Task description
Output exactly the line containing "Can you see the concrete" and each line after it through the last line of the records, and nothing else.

►

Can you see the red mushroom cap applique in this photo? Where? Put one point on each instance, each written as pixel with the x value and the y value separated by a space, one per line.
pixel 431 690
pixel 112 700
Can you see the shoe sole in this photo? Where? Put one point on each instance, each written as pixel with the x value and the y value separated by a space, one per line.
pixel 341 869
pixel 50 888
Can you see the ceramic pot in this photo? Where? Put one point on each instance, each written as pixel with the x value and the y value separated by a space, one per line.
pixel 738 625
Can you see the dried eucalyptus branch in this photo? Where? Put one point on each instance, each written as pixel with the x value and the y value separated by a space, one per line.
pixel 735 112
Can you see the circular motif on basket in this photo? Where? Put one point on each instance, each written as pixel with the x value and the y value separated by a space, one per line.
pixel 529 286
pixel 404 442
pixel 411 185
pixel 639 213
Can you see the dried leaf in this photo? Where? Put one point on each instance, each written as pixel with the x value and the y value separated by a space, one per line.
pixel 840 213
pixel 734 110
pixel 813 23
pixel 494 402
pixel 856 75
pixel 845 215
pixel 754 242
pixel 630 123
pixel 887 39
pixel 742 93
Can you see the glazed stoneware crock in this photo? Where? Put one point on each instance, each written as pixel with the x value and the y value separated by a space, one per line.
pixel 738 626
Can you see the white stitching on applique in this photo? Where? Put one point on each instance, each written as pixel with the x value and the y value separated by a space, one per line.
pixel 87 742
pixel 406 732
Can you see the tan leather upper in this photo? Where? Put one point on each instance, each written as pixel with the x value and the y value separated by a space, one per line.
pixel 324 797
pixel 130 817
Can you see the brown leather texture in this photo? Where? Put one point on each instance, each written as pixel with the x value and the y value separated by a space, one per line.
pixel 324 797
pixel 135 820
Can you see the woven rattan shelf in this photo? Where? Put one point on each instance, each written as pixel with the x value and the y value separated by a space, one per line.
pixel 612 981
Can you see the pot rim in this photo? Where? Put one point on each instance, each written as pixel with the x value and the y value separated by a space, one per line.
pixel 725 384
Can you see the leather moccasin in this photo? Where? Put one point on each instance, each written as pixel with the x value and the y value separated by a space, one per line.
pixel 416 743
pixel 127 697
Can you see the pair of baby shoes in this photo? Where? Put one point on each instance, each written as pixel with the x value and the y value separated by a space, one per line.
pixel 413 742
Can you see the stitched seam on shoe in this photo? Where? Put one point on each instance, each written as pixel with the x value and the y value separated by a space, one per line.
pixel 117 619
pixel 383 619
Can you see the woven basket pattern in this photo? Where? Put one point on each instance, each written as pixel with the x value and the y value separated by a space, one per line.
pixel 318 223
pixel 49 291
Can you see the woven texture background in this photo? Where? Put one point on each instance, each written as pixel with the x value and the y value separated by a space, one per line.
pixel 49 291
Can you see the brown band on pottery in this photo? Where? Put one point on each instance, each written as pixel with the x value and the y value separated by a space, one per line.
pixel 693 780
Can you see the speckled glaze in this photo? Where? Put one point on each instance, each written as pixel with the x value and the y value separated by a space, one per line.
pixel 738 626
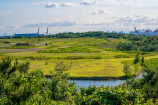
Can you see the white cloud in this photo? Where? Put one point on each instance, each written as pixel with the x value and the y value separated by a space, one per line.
pixel 51 5
pixel 55 4
pixel 54 24
pixel 102 11
pixel 87 3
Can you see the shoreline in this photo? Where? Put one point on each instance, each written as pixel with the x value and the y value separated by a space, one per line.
pixel 100 78
pixel 94 78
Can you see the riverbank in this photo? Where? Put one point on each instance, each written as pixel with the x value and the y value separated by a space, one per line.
pixel 94 78
pixel 100 78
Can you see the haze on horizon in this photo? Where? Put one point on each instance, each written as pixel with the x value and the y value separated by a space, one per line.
pixel 25 16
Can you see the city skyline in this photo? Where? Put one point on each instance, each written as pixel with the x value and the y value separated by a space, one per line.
pixel 20 16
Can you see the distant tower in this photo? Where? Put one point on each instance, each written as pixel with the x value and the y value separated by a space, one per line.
pixel 156 32
pixel 47 31
pixel 136 32
pixel 147 32
pixel 38 30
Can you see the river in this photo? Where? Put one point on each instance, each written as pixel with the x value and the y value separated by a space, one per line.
pixel 86 83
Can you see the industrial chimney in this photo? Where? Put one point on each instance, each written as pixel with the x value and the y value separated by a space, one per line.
pixel 47 31
pixel 38 30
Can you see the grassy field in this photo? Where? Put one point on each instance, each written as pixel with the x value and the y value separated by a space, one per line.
pixel 87 57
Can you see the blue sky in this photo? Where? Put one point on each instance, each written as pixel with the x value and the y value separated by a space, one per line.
pixel 25 16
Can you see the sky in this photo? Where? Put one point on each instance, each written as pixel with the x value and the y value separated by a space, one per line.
pixel 26 16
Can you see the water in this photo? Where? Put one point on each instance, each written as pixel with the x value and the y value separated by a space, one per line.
pixel 86 83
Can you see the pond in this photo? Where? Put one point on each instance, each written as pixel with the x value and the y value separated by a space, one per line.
pixel 86 83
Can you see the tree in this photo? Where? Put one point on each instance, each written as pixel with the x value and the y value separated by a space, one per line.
pixel 128 70
pixel 137 58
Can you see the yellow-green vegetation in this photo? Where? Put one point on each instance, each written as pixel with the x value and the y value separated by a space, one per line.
pixel 86 57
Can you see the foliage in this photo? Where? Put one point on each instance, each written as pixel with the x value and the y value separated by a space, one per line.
pixel 18 86
pixel 149 44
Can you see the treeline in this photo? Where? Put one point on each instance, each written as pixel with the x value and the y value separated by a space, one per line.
pixel 97 34
pixel 18 86
pixel 149 44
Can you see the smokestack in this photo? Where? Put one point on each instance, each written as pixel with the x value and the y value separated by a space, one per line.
pixel 38 30
pixel 135 29
pixel 47 31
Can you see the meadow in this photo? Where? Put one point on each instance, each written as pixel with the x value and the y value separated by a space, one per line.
pixel 85 57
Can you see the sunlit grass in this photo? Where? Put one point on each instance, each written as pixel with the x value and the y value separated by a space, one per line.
pixel 105 63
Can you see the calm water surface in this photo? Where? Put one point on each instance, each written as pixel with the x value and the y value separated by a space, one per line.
pixel 86 83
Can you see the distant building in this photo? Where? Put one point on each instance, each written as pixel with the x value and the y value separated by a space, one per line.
pixel 147 32
pixel 28 34
pixel 31 34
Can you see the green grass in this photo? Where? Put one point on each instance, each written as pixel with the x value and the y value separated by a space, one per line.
pixel 89 57
pixel 76 49
pixel 18 47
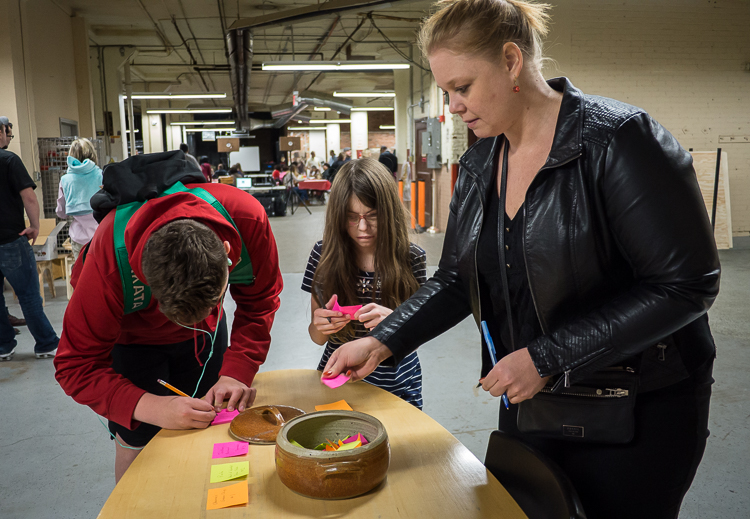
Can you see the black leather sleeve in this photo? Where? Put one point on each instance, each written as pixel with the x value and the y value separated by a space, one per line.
pixel 658 220
pixel 437 306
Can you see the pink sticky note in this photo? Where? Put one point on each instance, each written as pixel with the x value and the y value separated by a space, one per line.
pixel 355 438
pixel 224 416
pixel 346 310
pixel 333 383
pixel 229 449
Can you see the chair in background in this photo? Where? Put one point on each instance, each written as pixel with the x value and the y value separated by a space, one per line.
pixel 536 483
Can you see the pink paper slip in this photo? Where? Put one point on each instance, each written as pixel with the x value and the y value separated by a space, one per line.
pixel 335 382
pixel 346 310
pixel 229 449
pixel 224 416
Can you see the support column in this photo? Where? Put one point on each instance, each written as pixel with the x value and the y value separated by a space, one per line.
pixel 86 124
pixel 359 132
pixel 401 86
pixel 333 139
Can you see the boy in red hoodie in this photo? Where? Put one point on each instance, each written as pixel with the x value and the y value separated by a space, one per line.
pixel 183 250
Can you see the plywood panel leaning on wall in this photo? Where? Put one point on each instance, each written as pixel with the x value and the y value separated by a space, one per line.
pixel 705 168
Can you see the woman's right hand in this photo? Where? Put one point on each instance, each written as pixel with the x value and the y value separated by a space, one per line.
pixel 356 358
pixel 328 322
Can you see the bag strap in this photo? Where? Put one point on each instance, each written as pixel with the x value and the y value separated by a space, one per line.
pixel 501 241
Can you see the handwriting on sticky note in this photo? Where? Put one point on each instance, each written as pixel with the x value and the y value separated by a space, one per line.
pixel 335 382
pixel 231 495
pixel 341 405
pixel 229 449
pixel 348 311
pixel 224 416
pixel 229 471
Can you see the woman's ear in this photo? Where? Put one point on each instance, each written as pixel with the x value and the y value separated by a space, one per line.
pixel 513 59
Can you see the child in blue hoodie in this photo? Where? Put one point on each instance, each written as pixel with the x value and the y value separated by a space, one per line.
pixel 77 186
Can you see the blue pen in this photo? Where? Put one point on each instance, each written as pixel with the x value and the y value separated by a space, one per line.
pixel 493 356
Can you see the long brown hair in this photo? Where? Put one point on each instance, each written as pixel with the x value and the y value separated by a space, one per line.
pixel 372 183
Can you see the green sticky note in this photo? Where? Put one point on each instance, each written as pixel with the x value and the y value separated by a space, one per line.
pixel 228 471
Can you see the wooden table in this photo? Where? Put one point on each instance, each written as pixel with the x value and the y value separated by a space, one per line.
pixel 432 475
pixel 315 185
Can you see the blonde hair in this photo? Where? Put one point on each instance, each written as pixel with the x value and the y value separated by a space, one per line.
pixel 83 149
pixel 484 26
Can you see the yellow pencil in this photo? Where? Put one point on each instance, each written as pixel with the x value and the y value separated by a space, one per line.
pixel 171 388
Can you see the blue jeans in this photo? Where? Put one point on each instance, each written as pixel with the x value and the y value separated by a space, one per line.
pixel 18 265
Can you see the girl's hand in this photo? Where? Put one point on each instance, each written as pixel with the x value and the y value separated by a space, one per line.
pixel 357 358
pixel 371 314
pixel 515 374
pixel 328 322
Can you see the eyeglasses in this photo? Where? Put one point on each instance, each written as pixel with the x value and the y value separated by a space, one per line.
pixel 370 218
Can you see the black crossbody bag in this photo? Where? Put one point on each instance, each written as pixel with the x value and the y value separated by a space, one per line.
pixel 598 409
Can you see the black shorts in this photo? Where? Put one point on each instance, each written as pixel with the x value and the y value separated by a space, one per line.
pixel 144 364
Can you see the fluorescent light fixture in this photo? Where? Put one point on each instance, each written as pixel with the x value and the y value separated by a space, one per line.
pixel 190 111
pixel 330 121
pixel 365 94
pixel 333 66
pixel 197 123
pixel 177 95
pixel 210 129
pixel 372 109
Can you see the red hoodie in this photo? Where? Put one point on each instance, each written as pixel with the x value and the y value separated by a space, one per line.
pixel 94 320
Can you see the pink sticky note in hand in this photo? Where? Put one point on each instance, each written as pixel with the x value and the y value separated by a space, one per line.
pixel 335 382
pixel 349 311
pixel 224 416
pixel 229 449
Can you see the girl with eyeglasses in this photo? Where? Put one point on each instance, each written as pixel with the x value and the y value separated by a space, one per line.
pixel 365 258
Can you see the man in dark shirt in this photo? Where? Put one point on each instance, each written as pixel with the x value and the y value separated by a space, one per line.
pixel 17 260
pixel 389 160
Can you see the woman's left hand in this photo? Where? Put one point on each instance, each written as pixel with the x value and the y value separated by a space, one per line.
pixel 371 314
pixel 516 375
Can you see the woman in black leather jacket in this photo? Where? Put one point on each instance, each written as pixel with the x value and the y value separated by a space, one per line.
pixel 606 245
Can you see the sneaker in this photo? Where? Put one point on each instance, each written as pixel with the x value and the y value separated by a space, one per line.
pixel 45 354
pixel 15 321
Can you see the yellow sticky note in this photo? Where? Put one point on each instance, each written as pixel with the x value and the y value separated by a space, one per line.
pixel 227 471
pixel 227 496
pixel 341 405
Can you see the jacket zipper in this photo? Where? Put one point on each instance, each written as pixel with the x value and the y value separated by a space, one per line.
pixel 566 377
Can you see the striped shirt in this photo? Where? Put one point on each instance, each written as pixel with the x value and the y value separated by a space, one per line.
pixel 404 380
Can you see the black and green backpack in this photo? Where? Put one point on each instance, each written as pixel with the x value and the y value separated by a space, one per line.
pixel 128 185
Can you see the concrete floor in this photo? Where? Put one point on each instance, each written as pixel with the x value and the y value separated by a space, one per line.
pixel 56 459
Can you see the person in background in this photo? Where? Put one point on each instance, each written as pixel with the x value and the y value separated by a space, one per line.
pixel 206 169
pixel 219 171
pixel 82 180
pixel 389 160
pixel 592 213
pixel 17 259
pixel 365 258
pixel 184 149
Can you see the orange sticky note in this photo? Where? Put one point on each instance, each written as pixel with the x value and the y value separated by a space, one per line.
pixel 341 405
pixel 227 496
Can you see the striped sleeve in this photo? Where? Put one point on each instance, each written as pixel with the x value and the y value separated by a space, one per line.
pixel 418 263
pixel 312 264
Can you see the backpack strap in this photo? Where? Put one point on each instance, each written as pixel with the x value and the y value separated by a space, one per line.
pixel 136 294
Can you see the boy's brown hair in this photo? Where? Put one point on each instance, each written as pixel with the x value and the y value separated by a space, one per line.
pixel 185 265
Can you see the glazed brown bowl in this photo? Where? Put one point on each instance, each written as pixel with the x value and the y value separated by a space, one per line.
pixel 331 474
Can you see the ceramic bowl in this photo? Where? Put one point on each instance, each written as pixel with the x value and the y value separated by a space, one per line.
pixel 331 474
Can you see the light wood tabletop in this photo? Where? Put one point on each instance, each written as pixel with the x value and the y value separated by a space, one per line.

◄

Solution
Can you see the concrete floor in this photo? Where? Put one point on each instance, each written as pixel with the x value and the y value separated by a space, one per line.
pixel 56 459
Can you see the person in background in this photo? Where? Put one point on each instance, each written as pixel with the x value and the y value separated by a space, one per line.
pixel 206 169
pixel 219 171
pixel 82 180
pixel 389 160
pixel 592 213
pixel 17 259
pixel 365 258
pixel 184 149
Can you see the orange sticky note in this photo? Where? Put one point on each instance, each written as pixel with the x value and the y value separated by a space, one per line.
pixel 341 405
pixel 227 496
Can you see the striped sleeve in this photo? Where? Put one point on each instance, each written as pixel with the x value and the y value separated by a space, one per line.
pixel 418 263
pixel 312 264
Can you see the backpack strap in this photo? Where? Put one point on each instance, each written as pixel with the x value and the y value separated by a space, one per line.
pixel 136 294
Can you see the boy's brown hair in this photo? Where? Put one point on each instance, each written as pixel with the x value and the y value separated by a space, one per line.
pixel 185 265
Can you see the glazed brown bowl in this photo? Where? Put one point on each instance, each written as pixel with the x value and the y value separated by a space, one per line.
pixel 331 474
Can you see the ceramic bowl in this photo? Where? Put one point on each instance, each written as pixel with the x value and the y value separated by a space, one per line.
pixel 331 474
Can you see the light wood tabletop in this photo? Where? Put one point on each instance, each written as pixel with the x value and the y value separated by a space, one per line.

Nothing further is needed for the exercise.